• [TEXT EXCERPT]
== Segment start ==

This is the first time I’ve heard of a hack. I hope they have evidence that it actually occurred and had a significant impact.
https://www.politico.com/news/2023/01/23/ticketmaster-cyberattack-taylor-swift-tickets-00079119
Ticketmaster says cyberattack disrupted Taylor Swift ticket sales
The disclosure comes ahead of grilling by lawmakers over antitrust concerns in the ticketing industry.
Ticketmaster was hit by a cyberattack in November that led to the problems with ticket sales for Taylor Swift’s upcoming U.S. tour, the president of its parent company plans to tell a congressional committee Tuesday.
A massive influx of traffic on the Ticketmaster website caused the slowdown in ticket sales, and part of that was due to a cyberattack, Joe Berchtold, president of Ticketmaster parent company Live Nation, will tell the Senate Judiciary Committee, according to prepared remarks.
During the Swift concert sales, Ticketmaster was “hit with three times the amount of bot traffic than we had ever experienced, and for the first time in 400 Verified Fan on-sales, they came after our Verified Fan access code servers,” Berchtold plans to say.
… “While the bots failed to penetrate our systems or acquire any tickets, the attack required us to slow down and even pause our sales,” Berchtold will say. In his testimony Berchtold describes an “arms race” between companies like Ticketmaster and the scalpers and cyber criminals looking to illegally obtain tickets for resale, and apologized to Swift and fans alike for the consumer experience.
… Two people familiar with the cyberattack, granted anonymity to speak about the incident ahead of the hearing, said that a culprit for the attack — which took several hours for the company to address — has not yet been identified. They said Ticketmaster reported the attempted attack to the Federal Trade Commission and to the FBI, which are looking into the incident.
An over reaction to the use of AI? How much is too much?
Copyright Office Officially Cancels Registration for AI Graphic Novel
“If there is no ability to register a generative work with the USCO, or understanding of the points at which —or circumstance around when— the use of AI tools may qualify, it remains unclear as to where this leaves such works for purposes of ownership, exploitation…and protection.”
On Monday, January 23, the U.S. Copyright Office (USCO) officially cancelled the registration for a graphic novel that was made using the AI text-to-image tool, Midjourney. The USCO previously registered the work in September 2022. However, a month later, and following significant press attention, the Office issued a notice indicating that the registration may be cancelled. With Monday’s development, the cancellation is now final.
… As part of the September 2022 Notice, the Office asked Kashtanova to provide details “to show that there was substantial human involvement in the process of creation of this graphic novel.”
Van Lindberg, Partner at Taylor English, served as Kashtanova’s counsel in drafting the response to the USCO’s cancellation notice. The response letter argued that there was sufficient creativity in the prompts and inputs used which, when combined with the artist’s use of and control over the tool, should have been sufficient for protection.

== Segment end ==

• [INFORMATION SHOWN]
== Segment start ==

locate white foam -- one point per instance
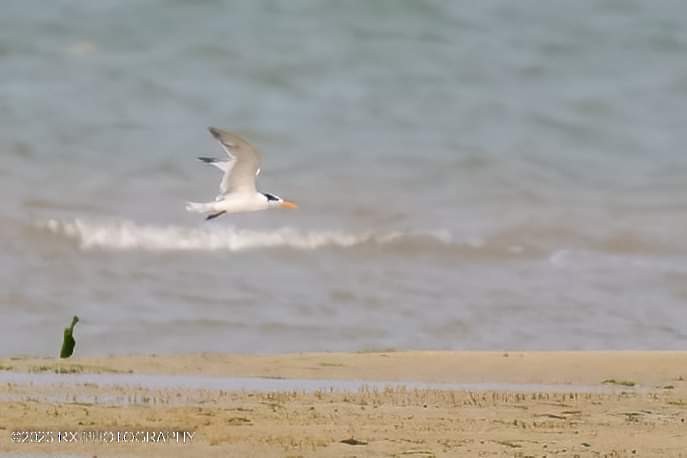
(127, 235)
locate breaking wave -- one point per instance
(127, 235)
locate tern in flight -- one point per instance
(237, 188)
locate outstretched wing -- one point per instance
(243, 166)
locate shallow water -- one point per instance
(258, 384)
(470, 176)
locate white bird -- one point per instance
(237, 188)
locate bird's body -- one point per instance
(238, 192)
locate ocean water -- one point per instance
(471, 175)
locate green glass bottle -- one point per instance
(69, 343)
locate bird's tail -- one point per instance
(210, 207)
(196, 207)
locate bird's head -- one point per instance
(274, 201)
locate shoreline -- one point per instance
(452, 367)
(583, 403)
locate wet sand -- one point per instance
(640, 410)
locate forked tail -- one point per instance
(196, 207)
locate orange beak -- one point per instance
(289, 204)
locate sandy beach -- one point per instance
(549, 404)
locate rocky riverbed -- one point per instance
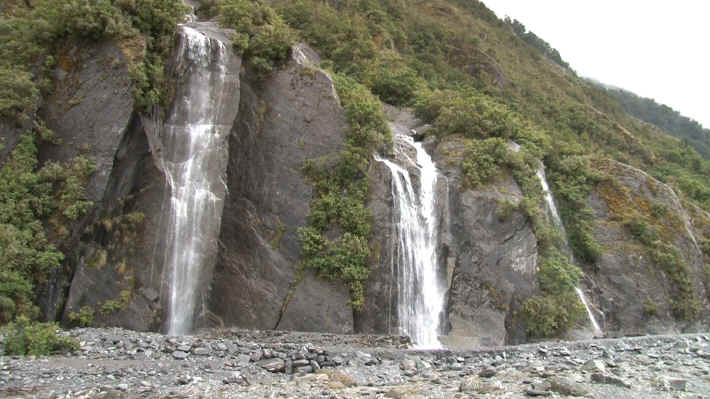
(116, 363)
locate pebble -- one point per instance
(120, 363)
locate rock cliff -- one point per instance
(651, 277)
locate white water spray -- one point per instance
(558, 222)
(420, 286)
(193, 163)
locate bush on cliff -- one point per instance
(26, 338)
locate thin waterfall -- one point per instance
(194, 162)
(552, 208)
(420, 286)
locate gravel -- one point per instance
(235, 363)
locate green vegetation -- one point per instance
(537, 42)
(33, 33)
(85, 317)
(26, 338)
(474, 77)
(261, 37)
(666, 118)
(29, 196)
(341, 190)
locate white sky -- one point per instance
(655, 48)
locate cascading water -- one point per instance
(420, 286)
(194, 161)
(552, 208)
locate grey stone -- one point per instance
(487, 372)
(594, 366)
(201, 351)
(272, 365)
(566, 386)
(610, 379)
(476, 385)
(270, 198)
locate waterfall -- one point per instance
(582, 298)
(554, 214)
(420, 286)
(194, 161)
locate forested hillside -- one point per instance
(665, 118)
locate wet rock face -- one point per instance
(91, 113)
(120, 262)
(494, 259)
(90, 108)
(290, 117)
(631, 288)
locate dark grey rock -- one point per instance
(283, 121)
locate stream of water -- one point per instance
(552, 208)
(420, 286)
(194, 144)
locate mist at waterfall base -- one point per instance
(418, 284)
(193, 140)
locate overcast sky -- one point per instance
(655, 48)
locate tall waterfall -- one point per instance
(552, 208)
(194, 161)
(420, 286)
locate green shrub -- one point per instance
(29, 196)
(468, 113)
(26, 338)
(84, 318)
(340, 195)
(642, 231)
(261, 35)
(557, 274)
(484, 160)
(684, 303)
(551, 315)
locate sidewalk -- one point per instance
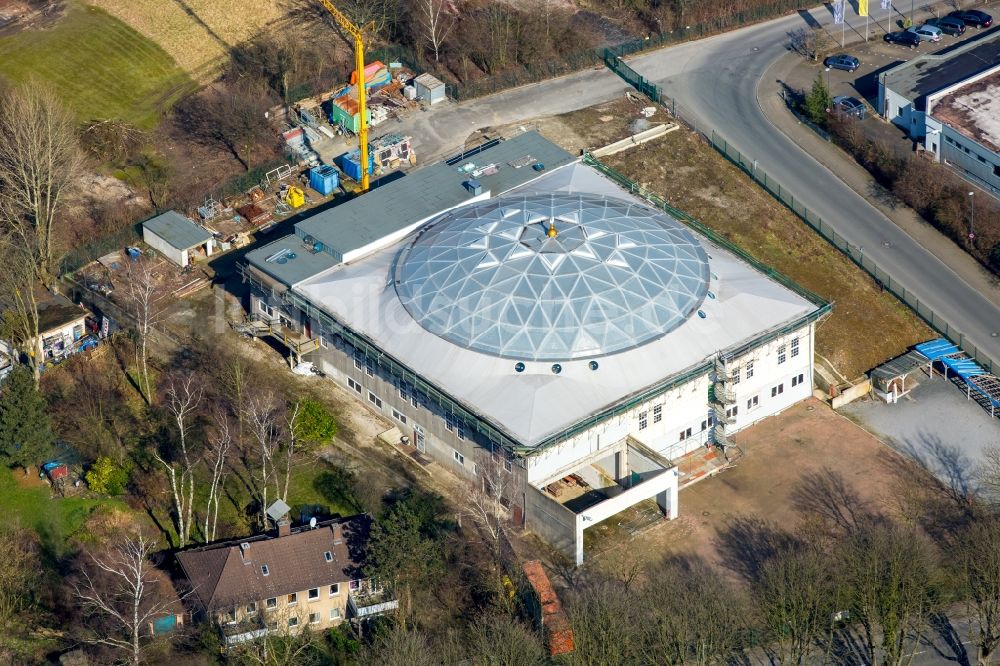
(844, 167)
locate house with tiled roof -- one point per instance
(284, 581)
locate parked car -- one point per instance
(927, 32)
(949, 25)
(973, 17)
(903, 39)
(850, 106)
(842, 61)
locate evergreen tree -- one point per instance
(818, 101)
(25, 430)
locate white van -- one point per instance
(927, 33)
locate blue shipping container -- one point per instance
(350, 163)
(323, 179)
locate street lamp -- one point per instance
(972, 216)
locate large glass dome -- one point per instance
(552, 277)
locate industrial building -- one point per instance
(513, 308)
(949, 102)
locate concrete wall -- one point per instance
(550, 520)
(179, 257)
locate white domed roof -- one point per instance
(491, 277)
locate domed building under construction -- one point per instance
(527, 323)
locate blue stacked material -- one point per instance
(323, 179)
(350, 163)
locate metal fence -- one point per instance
(856, 254)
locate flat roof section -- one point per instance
(974, 110)
(429, 191)
(537, 403)
(293, 269)
(930, 73)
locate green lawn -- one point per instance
(101, 67)
(54, 518)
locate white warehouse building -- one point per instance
(540, 322)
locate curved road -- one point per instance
(715, 84)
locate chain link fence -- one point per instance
(855, 253)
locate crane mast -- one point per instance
(359, 64)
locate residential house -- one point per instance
(309, 576)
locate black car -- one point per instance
(842, 61)
(974, 17)
(949, 25)
(905, 38)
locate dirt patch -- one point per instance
(784, 455)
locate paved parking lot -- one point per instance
(936, 425)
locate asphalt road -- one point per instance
(715, 84)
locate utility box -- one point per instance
(429, 89)
(323, 179)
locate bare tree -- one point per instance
(39, 162)
(217, 460)
(436, 19)
(184, 396)
(261, 418)
(145, 305)
(888, 571)
(484, 502)
(19, 292)
(121, 592)
(979, 558)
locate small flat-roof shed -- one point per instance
(178, 238)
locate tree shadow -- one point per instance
(746, 543)
(826, 495)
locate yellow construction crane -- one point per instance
(359, 63)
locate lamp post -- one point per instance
(972, 217)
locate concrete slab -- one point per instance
(937, 426)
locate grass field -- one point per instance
(197, 34)
(30, 504)
(867, 326)
(100, 66)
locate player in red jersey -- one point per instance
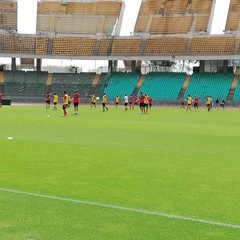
(150, 102)
(131, 102)
(141, 102)
(76, 97)
(135, 102)
(195, 103)
(48, 100)
(0, 100)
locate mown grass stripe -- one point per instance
(173, 216)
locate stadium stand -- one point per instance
(236, 96)
(8, 15)
(209, 84)
(212, 45)
(163, 86)
(126, 47)
(78, 17)
(73, 46)
(173, 17)
(24, 44)
(233, 16)
(21, 85)
(121, 83)
(167, 46)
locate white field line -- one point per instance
(173, 216)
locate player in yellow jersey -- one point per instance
(104, 102)
(65, 103)
(189, 103)
(55, 101)
(93, 101)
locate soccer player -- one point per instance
(145, 108)
(125, 101)
(195, 103)
(48, 100)
(208, 103)
(55, 101)
(104, 102)
(217, 101)
(0, 100)
(117, 100)
(182, 103)
(141, 102)
(130, 102)
(76, 97)
(136, 101)
(222, 105)
(93, 101)
(150, 102)
(189, 103)
(65, 102)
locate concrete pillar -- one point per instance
(13, 64)
(202, 66)
(39, 65)
(133, 65)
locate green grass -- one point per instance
(168, 161)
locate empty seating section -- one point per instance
(73, 46)
(82, 82)
(163, 86)
(41, 45)
(212, 46)
(126, 47)
(105, 46)
(173, 17)
(121, 83)
(19, 44)
(201, 6)
(79, 17)
(201, 23)
(236, 96)
(8, 15)
(209, 84)
(167, 46)
(24, 84)
(171, 25)
(233, 16)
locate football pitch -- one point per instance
(169, 174)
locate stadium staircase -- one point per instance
(96, 79)
(184, 87)
(233, 88)
(236, 96)
(2, 82)
(209, 84)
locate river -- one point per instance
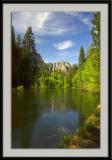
(40, 117)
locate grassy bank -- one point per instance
(87, 136)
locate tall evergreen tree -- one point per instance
(15, 61)
(29, 58)
(81, 56)
(95, 31)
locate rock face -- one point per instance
(59, 66)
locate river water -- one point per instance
(40, 117)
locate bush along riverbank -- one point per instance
(87, 136)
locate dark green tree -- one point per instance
(16, 62)
(95, 31)
(19, 41)
(29, 67)
(81, 56)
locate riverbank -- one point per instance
(87, 136)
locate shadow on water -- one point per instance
(40, 117)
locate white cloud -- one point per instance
(86, 20)
(64, 45)
(21, 20)
(80, 16)
(44, 23)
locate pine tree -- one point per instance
(81, 56)
(95, 31)
(29, 58)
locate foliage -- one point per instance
(29, 70)
(87, 76)
(24, 59)
(81, 56)
(96, 30)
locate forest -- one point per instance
(30, 71)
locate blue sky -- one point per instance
(58, 35)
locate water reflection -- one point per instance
(41, 117)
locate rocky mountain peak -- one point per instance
(62, 66)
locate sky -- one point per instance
(58, 35)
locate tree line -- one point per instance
(26, 70)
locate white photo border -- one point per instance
(7, 150)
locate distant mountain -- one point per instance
(62, 66)
(43, 67)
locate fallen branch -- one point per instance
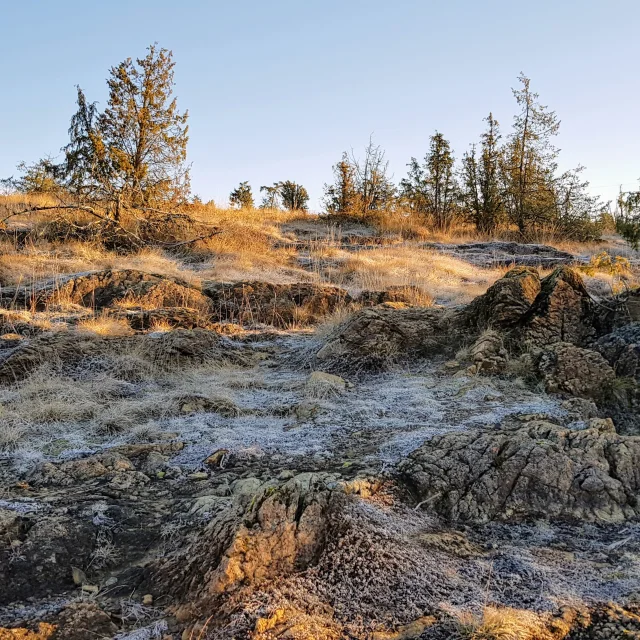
(173, 245)
(76, 207)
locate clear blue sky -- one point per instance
(277, 89)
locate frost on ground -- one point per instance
(263, 411)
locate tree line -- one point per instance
(132, 157)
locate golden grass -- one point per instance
(432, 275)
(502, 624)
(104, 325)
(265, 245)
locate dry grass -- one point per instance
(431, 275)
(502, 624)
(104, 325)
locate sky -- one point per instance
(277, 90)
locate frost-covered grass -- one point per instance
(260, 411)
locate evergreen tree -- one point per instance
(144, 135)
(288, 194)
(342, 195)
(431, 189)
(628, 217)
(529, 162)
(481, 180)
(294, 196)
(375, 191)
(271, 197)
(242, 197)
(576, 211)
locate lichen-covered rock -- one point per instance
(43, 557)
(562, 312)
(265, 533)
(375, 338)
(505, 302)
(579, 372)
(488, 354)
(280, 305)
(541, 470)
(171, 349)
(80, 620)
(621, 349)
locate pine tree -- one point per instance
(628, 217)
(294, 196)
(242, 197)
(481, 180)
(342, 195)
(530, 161)
(144, 134)
(431, 189)
(288, 194)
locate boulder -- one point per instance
(42, 563)
(373, 339)
(265, 533)
(579, 372)
(540, 470)
(562, 312)
(505, 302)
(621, 349)
(488, 354)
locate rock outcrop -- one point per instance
(540, 470)
(621, 349)
(373, 339)
(582, 373)
(505, 302)
(67, 349)
(260, 535)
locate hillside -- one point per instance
(315, 427)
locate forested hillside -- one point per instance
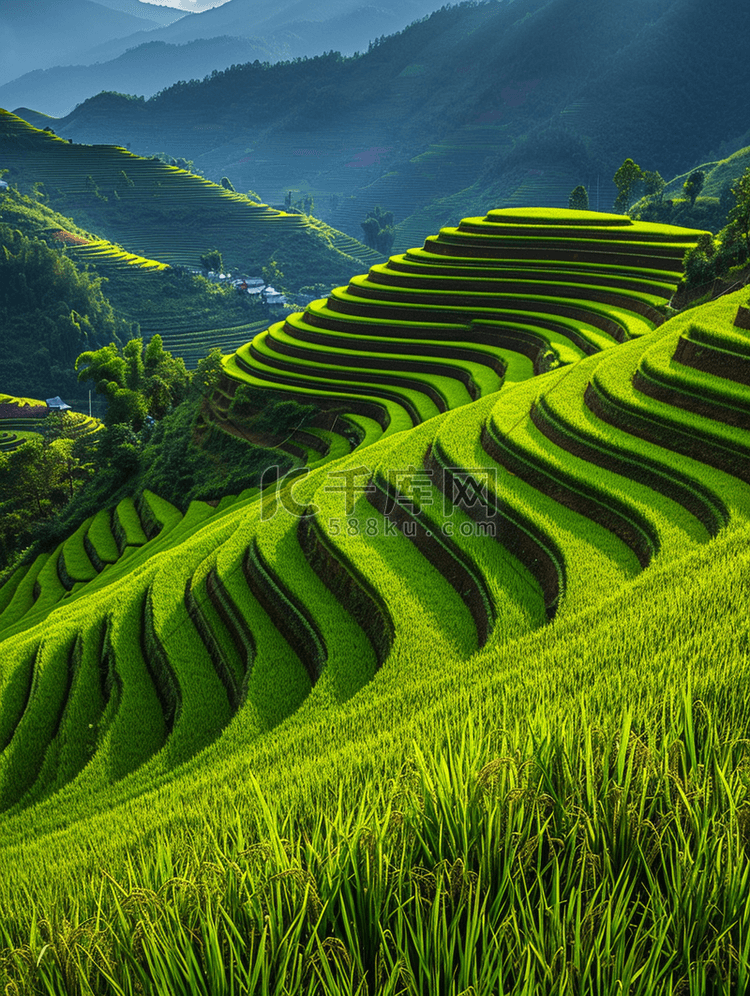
(481, 664)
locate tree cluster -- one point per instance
(715, 256)
(378, 230)
(49, 312)
(138, 381)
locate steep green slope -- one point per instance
(438, 327)
(557, 559)
(167, 214)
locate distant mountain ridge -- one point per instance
(39, 35)
(235, 32)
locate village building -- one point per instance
(57, 404)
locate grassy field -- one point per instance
(155, 212)
(458, 710)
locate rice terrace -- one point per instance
(372, 622)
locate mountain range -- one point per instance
(512, 103)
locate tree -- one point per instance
(378, 229)
(739, 215)
(212, 260)
(653, 184)
(626, 179)
(579, 199)
(136, 382)
(693, 185)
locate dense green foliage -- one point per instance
(479, 103)
(138, 380)
(715, 256)
(49, 311)
(166, 214)
(457, 708)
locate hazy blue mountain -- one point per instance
(142, 71)
(48, 33)
(236, 32)
(515, 103)
(160, 13)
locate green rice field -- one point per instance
(459, 707)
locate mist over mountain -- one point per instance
(46, 33)
(161, 14)
(239, 31)
(517, 103)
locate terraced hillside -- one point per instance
(166, 214)
(473, 532)
(494, 299)
(529, 543)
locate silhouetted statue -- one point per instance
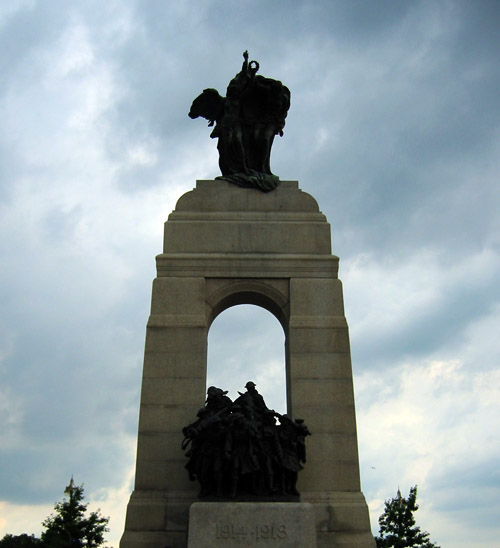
(237, 448)
(246, 121)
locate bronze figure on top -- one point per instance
(246, 121)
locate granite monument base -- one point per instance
(248, 524)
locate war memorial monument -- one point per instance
(212, 472)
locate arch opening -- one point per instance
(246, 342)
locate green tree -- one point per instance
(397, 524)
(70, 527)
(20, 541)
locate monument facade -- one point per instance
(247, 239)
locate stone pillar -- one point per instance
(224, 246)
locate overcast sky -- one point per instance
(394, 128)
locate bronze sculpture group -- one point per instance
(246, 122)
(242, 448)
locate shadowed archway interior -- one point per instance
(255, 351)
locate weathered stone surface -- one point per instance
(263, 525)
(226, 246)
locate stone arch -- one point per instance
(224, 246)
(257, 292)
(262, 293)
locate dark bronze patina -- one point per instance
(246, 121)
(243, 449)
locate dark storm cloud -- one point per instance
(393, 129)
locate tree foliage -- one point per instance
(20, 541)
(397, 524)
(70, 526)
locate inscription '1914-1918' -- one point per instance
(259, 532)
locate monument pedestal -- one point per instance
(250, 524)
(226, 246)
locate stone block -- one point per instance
(231, 525)
(316, 297)
(176, 339)
(178, 296)
(182, 365)
(162, 418)
(309, 341)
(173, 391)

== Segment end ==

• [ACTIVITIES]
a – Using the text on Ticketmaster and the Copyright Office, decide whether each statement agrees with it. Answer yes or no for each, and quote the words of the text that decide it.
(i) The bots got hold of some tickets during the Swift concert sales.
(ii) The Copyright Office had registered the graphic novel in September 2022.
(iii) The culprit behind the Ticketmaster attack has been identified.
b – Answer these questions from the text on Ticketmaster and the Copyright Office, one answer per line, marked the same way.
(i) Who is the president of Live Nation?
(ii) Which AI text-to-image tool was used to make the graphic novel?
(iii) Van Lindberg is a partner at which firm?

• [RESULTS BY TASK]
a –
(i) No: "While the bots failed to penetrate our systems or acquire any tickets"
(ii) Yes: "The USCO previously registered the work in September 2022."
(iii) No: "a culprit for the attack — which took several hours for the company to address — has not yet been identified"

b –
(i) Joe Berchtold
(ii) Midjourney
(iii) Taylor English